• **A FAZER**:
Reescreva todas as linhas da listagem abaixo como uma lista numerada, sem as linhas em branco.

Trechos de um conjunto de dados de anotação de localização
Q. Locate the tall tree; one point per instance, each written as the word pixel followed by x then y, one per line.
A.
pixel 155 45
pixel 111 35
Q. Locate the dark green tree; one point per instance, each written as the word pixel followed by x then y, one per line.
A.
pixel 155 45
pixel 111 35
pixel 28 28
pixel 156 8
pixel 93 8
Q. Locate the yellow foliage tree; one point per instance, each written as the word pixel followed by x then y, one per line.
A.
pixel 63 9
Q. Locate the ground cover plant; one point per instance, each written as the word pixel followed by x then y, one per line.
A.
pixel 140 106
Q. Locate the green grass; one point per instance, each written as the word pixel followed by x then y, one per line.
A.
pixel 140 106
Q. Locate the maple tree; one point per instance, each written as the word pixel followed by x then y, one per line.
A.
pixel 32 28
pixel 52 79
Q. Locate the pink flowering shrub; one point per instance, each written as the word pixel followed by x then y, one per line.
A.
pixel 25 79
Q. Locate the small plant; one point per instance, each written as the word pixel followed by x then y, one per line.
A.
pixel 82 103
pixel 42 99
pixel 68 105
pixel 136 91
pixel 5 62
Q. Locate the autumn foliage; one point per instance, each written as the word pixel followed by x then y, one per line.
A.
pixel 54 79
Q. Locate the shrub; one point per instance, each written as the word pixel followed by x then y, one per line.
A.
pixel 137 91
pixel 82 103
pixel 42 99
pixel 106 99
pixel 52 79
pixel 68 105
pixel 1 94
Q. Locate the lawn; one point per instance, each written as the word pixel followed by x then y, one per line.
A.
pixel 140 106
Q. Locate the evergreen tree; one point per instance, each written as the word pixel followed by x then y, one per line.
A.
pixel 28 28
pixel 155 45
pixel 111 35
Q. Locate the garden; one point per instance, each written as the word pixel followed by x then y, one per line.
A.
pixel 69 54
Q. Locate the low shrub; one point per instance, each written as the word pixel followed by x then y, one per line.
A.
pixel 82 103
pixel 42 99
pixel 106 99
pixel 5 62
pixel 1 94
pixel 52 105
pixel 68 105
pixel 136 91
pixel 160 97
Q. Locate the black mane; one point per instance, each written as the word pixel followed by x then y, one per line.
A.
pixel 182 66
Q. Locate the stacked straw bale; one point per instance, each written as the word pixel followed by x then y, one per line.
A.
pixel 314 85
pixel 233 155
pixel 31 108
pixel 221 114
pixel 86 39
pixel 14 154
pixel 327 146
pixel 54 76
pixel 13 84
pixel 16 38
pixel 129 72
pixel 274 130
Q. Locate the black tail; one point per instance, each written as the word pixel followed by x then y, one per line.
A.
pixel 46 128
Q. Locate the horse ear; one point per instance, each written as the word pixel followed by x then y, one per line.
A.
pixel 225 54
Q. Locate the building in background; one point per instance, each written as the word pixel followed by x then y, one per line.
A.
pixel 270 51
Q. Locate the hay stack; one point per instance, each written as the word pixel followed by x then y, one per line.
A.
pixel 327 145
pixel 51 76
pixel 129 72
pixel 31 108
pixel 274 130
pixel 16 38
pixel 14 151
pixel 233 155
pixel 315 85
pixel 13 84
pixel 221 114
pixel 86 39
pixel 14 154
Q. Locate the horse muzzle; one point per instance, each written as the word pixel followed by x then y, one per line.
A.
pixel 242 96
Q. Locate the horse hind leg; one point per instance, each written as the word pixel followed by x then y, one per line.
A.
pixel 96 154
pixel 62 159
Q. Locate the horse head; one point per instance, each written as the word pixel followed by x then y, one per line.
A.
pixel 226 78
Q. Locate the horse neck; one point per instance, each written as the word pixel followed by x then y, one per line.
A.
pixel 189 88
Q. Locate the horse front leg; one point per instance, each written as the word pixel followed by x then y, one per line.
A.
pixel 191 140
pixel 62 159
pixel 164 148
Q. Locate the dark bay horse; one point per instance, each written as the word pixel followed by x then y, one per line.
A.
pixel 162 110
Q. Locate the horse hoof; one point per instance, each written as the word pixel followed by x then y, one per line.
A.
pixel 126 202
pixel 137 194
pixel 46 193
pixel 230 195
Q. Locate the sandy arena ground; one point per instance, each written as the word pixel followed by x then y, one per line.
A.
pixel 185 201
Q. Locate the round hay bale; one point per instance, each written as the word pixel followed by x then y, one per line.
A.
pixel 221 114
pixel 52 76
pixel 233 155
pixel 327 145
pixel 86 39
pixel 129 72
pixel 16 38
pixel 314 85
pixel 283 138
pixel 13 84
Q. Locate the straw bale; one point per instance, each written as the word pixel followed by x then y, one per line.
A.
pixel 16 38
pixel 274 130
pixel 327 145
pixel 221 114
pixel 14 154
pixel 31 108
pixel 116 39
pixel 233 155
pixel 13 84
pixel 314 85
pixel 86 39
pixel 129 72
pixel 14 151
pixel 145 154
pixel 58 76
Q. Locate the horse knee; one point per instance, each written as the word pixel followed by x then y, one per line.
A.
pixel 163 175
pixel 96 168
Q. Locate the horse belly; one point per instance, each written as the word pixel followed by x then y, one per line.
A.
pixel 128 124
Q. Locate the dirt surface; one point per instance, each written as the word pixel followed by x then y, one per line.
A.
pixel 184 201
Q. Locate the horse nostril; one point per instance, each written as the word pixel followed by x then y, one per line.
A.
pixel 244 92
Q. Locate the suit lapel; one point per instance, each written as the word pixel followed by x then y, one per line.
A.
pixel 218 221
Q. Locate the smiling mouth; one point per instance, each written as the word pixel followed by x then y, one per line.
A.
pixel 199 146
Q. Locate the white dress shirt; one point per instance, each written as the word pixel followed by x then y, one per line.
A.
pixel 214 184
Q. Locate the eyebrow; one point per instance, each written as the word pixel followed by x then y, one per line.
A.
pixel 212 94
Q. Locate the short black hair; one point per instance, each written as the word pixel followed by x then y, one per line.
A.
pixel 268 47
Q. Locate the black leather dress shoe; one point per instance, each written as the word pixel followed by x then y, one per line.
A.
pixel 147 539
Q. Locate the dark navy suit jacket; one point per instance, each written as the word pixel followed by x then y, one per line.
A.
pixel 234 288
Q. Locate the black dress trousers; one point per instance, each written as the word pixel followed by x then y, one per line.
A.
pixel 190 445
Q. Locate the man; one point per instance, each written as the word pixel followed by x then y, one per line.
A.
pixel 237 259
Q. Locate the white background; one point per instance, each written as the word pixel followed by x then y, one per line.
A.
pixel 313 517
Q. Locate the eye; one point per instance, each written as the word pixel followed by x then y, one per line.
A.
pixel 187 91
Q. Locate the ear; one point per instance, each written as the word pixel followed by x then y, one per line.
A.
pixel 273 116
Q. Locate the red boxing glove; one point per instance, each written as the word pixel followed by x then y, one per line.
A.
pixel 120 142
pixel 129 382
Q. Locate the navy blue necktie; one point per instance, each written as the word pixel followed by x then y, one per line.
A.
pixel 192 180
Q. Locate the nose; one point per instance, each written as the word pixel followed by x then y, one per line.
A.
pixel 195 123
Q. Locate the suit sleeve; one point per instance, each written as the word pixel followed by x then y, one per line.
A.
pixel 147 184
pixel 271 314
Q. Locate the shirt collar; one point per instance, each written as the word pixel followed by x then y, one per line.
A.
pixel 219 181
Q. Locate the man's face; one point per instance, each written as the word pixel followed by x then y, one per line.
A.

• **TAREFA CONCLUÍDA**:
1. Q. Locate the tall tree; one point per instance, each written as the word pixel followed by x then y, one per line.
2. A.
3. pixel 155 45
4. pixel 111 35
5. Q. Locate the dark green tree; one point per instance, each written as the word pixel followed by x then y, one per line.
6. A.
7. pixel 155 45
8. pixel 111 35
9. pixel 28 28
10. pixel 156 8
11. pixel 93 8
12. Q. Locate the yellow foliage tree; one point per instance, each written as the word pixel followed by x then y, one per line.
13. A.
14. pixel 63 9
15. Q. Locate the ground cover plant; one point per instance, each written as the word pixel followed by x then y, one per line.
16. A.
17. pixel 140 106
18. Q. Locate the green grass; one point per instance, each written as the word pixel followed by x then y, one per line.
19. A.
20. pixel 140 106
21. Q. Locate the maple tree; one point per instance, each written as the word pixel followed by x then y, one per line.
22. A.
23. pixel 32 28
24. pixel 52 79
25. Q. Locate the pink flowering shrub; one point per instance, each written as the word pixel followed by x then y, one per line.
26. A.
27. pixel 25 79
28. Q. Locate the small plant; one point per instance, each written as the word pixel followed by x then y, one per line.
29. A.
30. pixel 82 103
31. pixel 42 99
32. pixel 68 105
33. pixel 136 91
34. pixel 5 62
35. Q. Locate the autumn foliage; one point per instance, each written as the word pixel followed by x then y, one per line.
36. A.
37. pixel 54 79
38. Q. Locate the shrub; one point per instance, each written as the word pixel followed by x then y, one per line.
39. A.
40. pixel 137 91
41. pixel 82 103
42. pixel 42 99
43. pixel 106 99
44. pixel 52 79
45. pixel 68 105
46. pixel 1 94
47. Q. Locate the lawn; one point per instance, each written as the word pixel followed by x then y, one per line.
48. A.
49. pixel 140 106
50. Q. Locate the evergreen tree; one point per instance, each written as the word pixel followed by x then y, one per line.
51. A.
52. pixel 28 28
53. pixel 155 45
54. pixel 111 35
55. Q. Locate the garden; one point per instance, each written as the word pixel followed by x then y, one per line.
56. A.
57. pixel 69 54
58. Q. Locate the low shrub; one point per instance, each written as the word pixel followed by x then y, one per line.
59. A.
60. pixel 82 103
61. pixel 42 99
62. pixel 106 99
63. pixel 5 62
64. pixel 1 94
65. pixel 52 105
66. pixel 68 105
67. pixel 136 91
68. pixel 160 97
69. Q. Locate the black mane; one point per instance, each written as the word pixel followed by x then y, one per line.
70. A.
71. pixel 182 66
72. Q. Locate the stacked straw bale; one point per instance, each written as the word pixel followed by x then y, one per line.
73. A.
74. pixel 314 85
75. pixel 233 155
76. pixel 31 108
77. pixel 221 114
78. pixel 86 39
79. pixel 14 154
80. pixel 327 146
81. pixel 54 76
82. pixel 13 84
83. pixel 16 38
84. pixel 129 72
85. pixel 274 130
86. Q. Locate the black tail; one point per instance, each written as the word pixel followed by x then y, one per line.
87. A.
88. pixel 46 128
89. Q. Locate the horse ear; one point per instance, each written as the word pixel followed by x then y, one per line.
90. A.
91. pixel 225 54
92. Q. Locate the building in background; one point per instance, each written as the word pixel followed by x then y, one per line.
93. A.
94. pixel 270 51
95. Q. Locate the hay stack; one point per instance, each written as the word pixel followed by x then y, one per line.
96. A.
97. pixel 327 145
98. pixel 51 76
99. pixel 129 72
100. pixel 31 108
101. pixel 274 130
102. pixel 16 38
103. pixel 14 151
104. pixel 233 155
105. pixel 315 85
106. pixel 13 84
107. pixel 221 114
108. pixel 86 39
109. pixel 14 154
110. Q. Locate the horse muzzle; one point per instance, each written as the word pixel followed by x then y, one per line.
111. A.
112. pixel 242 96
113. Q. Locate the horse hind leg; one point per instance, each written as the word pixel followed by x then y, one per line.
114. A.
115. pixel 96 154
116. pixel 62 159
117. Q. Locate the horse head; one point per instance, each written as the word pixel followed by x then y, one per line.
118. A.
119. pixel 226 78
120. Q. Locate the horse neck; one point per instance, each written as the word pixel followed by x then y, one per line.
121. A.
122. pixel 189 88
123. Q. Locate the horse front leg; one point per instance, each written as the word pixel followed by x then y, one per line.
124. A.
125. pixel 191 140
126. pixel 62 159
127. pixel 164 148
128. Q. Locate the dark bay horse; one point per instance, each written as the word pixel followed by x then y, one per line.
129. A.
130. pixel 162 110
131. Q. Locate the horse hoof; one point per instance, each written as the word pixel followed by x then y, one per line.
132. A.
133. pixel 126 202
134. pixel 137 194
135. pixel 46 193
136. pixel 230 195
137. Q. Locate the sandy arena ground; one point per instance, each written as the word pixel followed by x then y, one per line.
138. A.
139. pixel 185 201
140. Q. Locate the round hay bale; one point per instance, each written as the word pixel followed by x then y, one per line.
141. A.
142. pixel 221 114
143. pixel 52 76
144. pixel 233 155
145. pixel 327 145
146. pixel 86 39
147. pixel 129 72
148. pixel 16 38
149. pixel 314 85
150. pixel 283 138
151. pixel 13 84
152. Q. Locate the straw bale; one point per instance, each written as the word pixel followed by x then y, one per line.
153. A.
154. pixel 16 38
155. pixel 274 130
156. pixel 327 145
157. pixel 221 114
158. pixel 14 154
159. pixel 31 108
160. pixel 116 39
161. pixel 233 155
162. pixel 13 84
163. pixel 314 85
164. pixel 86 39
165. pixel 129 72
166. pixel 14 151
167. pixel 145 154
168. pixel 58 76
169. Q. Locate the horse knee; one point per instance, each written as the word pixel followed by x then y, one per line.
170. A.
171. pixel 163 175
172. pixel 96 168
173. Q. Locate the horse belly; one point per instance, each written as the word pixel followed by x then y, one per line.
174. A.
175. pixel 128 124
176. Q. Locate the dirt surface; one point per instance, each written as the word pixel followed by x then y, one per line.
177. A.
178. pixel 184 201
179. Q. Locate the horse nostril; one point per instance, each written as the word pixel followed by x then y, one per line.
180. A.
181. pixel 244 92
182. Q. Locate the suit lapel; one point per instance, each written as the word pixel followed by x then y, one per line.
183. A.
184. pixel 218 221
185. Q. Locate the smiling mouth; one point per instance, each written as the word pixel followed by x then y, one per line.
186. A.
187. pixel 199 146
188. Q. Locate the white dress shirt; one point per instance, each written as the word pixel followed by x then y, one per line.
189. A.
190. pixel 214 184
191. Q. Locate the eyebrow; one point per instance, each written as the word pixel followed by x then y, one per line.
192. A.
193. pixel 212 94
194. Q. Locate the short black hair; one point per instance, each written as the word pixel followed by x then y, one per line.
195. A.
196. pixel 268 47
197. Q. Locate the black leather dress shoe; one point per instance, each written as the word pixel followed by x then y, one per line.
198. A.
199. pixel 147 539
200. Q. Locate the dark navy suit jacket; one point per instance, each written as the word pixel followed by x then y, one per line.
201. A.
202. pixel 234 288
203. Q. Locate the black dress trousers; one point per instance, each written as the word pixel followed by x then y, one per line.
204. A.
205. pixel 190 445
206. Q. Locate the man; one point per instance, each written as the word pixel followed by x then y, one per line.
207. A.
208. pixel 237 259
209. Q. Locate the white background; one point per instance, each written as the word pixel followed by x then y, one per line.
210. A.
211. pixel 313 517
212. Q. Locate the eye; one point per instance, each written as the word pixel followed by x then y, one per line.
213. A.
214. pixel 187 91
215. Q. Locate the ear; one point per instance, each written as the word pixel followed by x then y, one per line.
216. A.
217. pixel 273 116
218. Q. Locate the red boxing glove; one point per instance, each written as the word pixel followed by x then y, one per line.
219. A.
220. pixel 120 142
221. pixel 129 382
222. Q. Locate the navy blue necktie; one point per instance, each written as the word pixel followed by x then y, one per line.
223. A.
224. pixel 192 180
225. Q. Locate the nose; one point per instance, each written as the word pixel followed by x then y, one per line.
226. A.
227. pixel 195 123
228. Q. Locate the suit sleeve; one point per instance, each written as the word pixel followed by x then y, one per line.
229. A.
230. pixel 147 184
231. pixel 271 314
232. Q. Locate the shirt collar; one point per instance, each written as the word pixel followed by x then y, one per line.
233. A.
234. pixel 219 181
235. Q. Locate the man's face; one point per instance, each written as the word pixel followed by x then y, one per line.
236. A.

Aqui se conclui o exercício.